Maggie Rogers' Overnight Success Took Years

The "Light On" songwriter questions "what the fuck adulthood is" on new album 'Heard It in a Past Life'
Maggie Rogers' Overnight Success Took Years
Photo: Shane Parent
Though she's reticent to go into detail over the phone, there's enough in the lyrics of "Light On," a highlight from Maggie Rogers' major-label debut Heard It in a Past Life, to suggest that while hers seemed like a simple case of overnight success, there was more going on: "Would you believe me now if I told you I got caught up in a wave? Would you hear me out if I told you I was terrified for days? Thought I was gonna break."
 
"My hobby," she tells Exclaim! now, "became my career." It was destabilizing, to say the least.
 
A few years ago, Rogers' career was launched by a viral video in which her song "Alaska" brought famed producer Pharrell Williams to tears: "Your whole story," he said; "I can hear it in the music." She soon inked a major-label record deal, embarked on a string of sold-out gigs and landed a bunch of high-profile television performances (Saturday Night Live, Ellen).
 
But buried beneath this flurry of activity was Rogers herself, an artist whose lyrics, coupled with the unusually long two-and-a-half year gestation period for Heard It in a Past Life, give the impression of a young musician still trying to come to grips with who she was as an artist while fending off pressure to capitalize on her initial success. With the release of her new album, Rogers finally has a chance "to tell my own story in my own words."
 
As bothered as she was by the hijacking of her narrative, she was also savvy about its power. Without it she probably would never have been given the artistic license to tell that story. "The Pharrell video bought me a lot of leverage." She negotiated her contract to give her that freedom, and even owns her own master recordings. After the hyper-stimulation of her first tour, following the release of the Now That the Light Is Fading EP in 2017, she decided she needed to "slow things down." Because she calls her own shots, she was able to do just that, and now travels with a recording rig and makes sure she's "taking the time to let things marinate."

• [MATERIAL PROVIDED]:
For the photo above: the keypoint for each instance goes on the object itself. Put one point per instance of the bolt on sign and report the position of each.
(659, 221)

• [WORK REQUEST]: Resume the Maggie Rogers profile, starting right after its last sentence.

• [RESPONSE TO THIS EXERCISE]:
When not on the road, Rogers, a native of Easton, Maryland, lives in Los Angeles with friends who work outside of the music industry. She's also filled the space that music used to occupy with a newfound love of motorcycling: "I love my professional life, but finding balance in my personal life has been one of the greatest things I've found."
 
Heard It in a Past Life is not, technically speaking, Rogers' debut; she released a pair of banjo-driven independent folk albums in 2012 and 2014. She was at a crossroads when she wrote "Alaska," crippled by writer's block and unsure what her future held.
 
But speaking on the phone with Rogers now, days before the release of Heard It in a Past Life, she is energetic and thoughtful, with clarity of vision that is the product of that period of uncertainty.
 
While she admits that the existential crises that afflict anyone in their mid-20s are far from over — "I'm two and a half years out of college and I'm still trying to figure out what the fuck adulthood is" — she's now able to offer a clear-cut image of the kind of artist she wants to be, and articulate a desire to have that vision understood. She won't be defined by any single sound or genre.
 
"The cool thing about the music industry is that there are no rules," she says. "You can customize and individualize the way you do everything you do in your career. From Bowie to Tyler, the Creator, there are examples of that. Dolly Parton has a theme park! And that's what's so exciting. There are endless opportunities to be creative with the way that you interact with the world."